Records of labeled points
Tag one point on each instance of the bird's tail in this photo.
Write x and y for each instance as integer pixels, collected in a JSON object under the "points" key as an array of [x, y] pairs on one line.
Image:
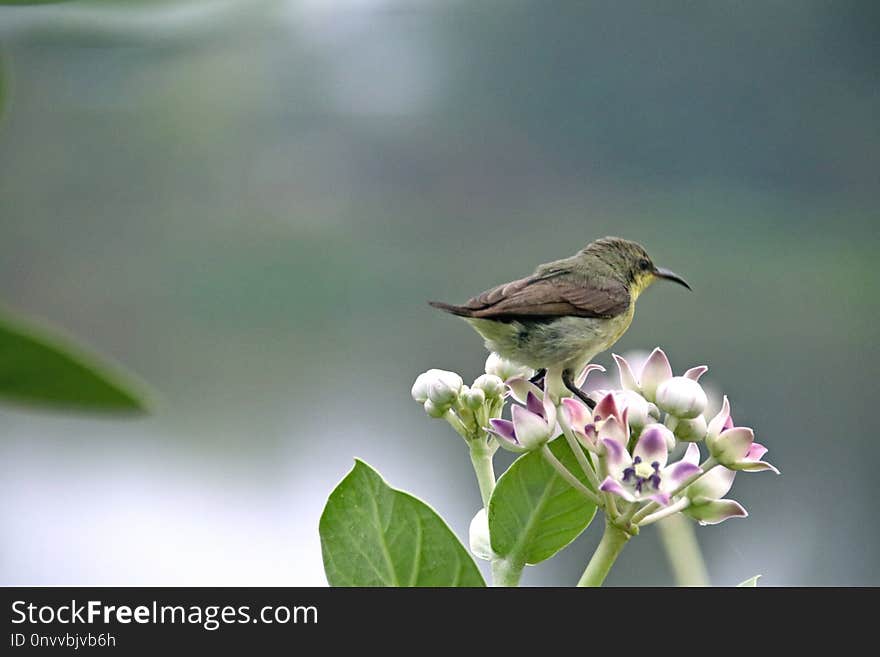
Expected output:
{"points": [[460, 311]]}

> _Stated problem_
Rewrite every line of the records above as a JSON list of strings, one string per line, skipping blank lines. Leave the pictures out of the answer.

> _Answer to the exercise_
[
  "Tag one point on each instance of the bird's tail in this photo.",
  "Write x and y for each instance as integer pixels, collected in a JSON object under the \"points\" key as an array of [x, y] pairs on one line.",
  "Image:",
  "Expected output:",
  "{\"points\": [[460, 311]]}"
]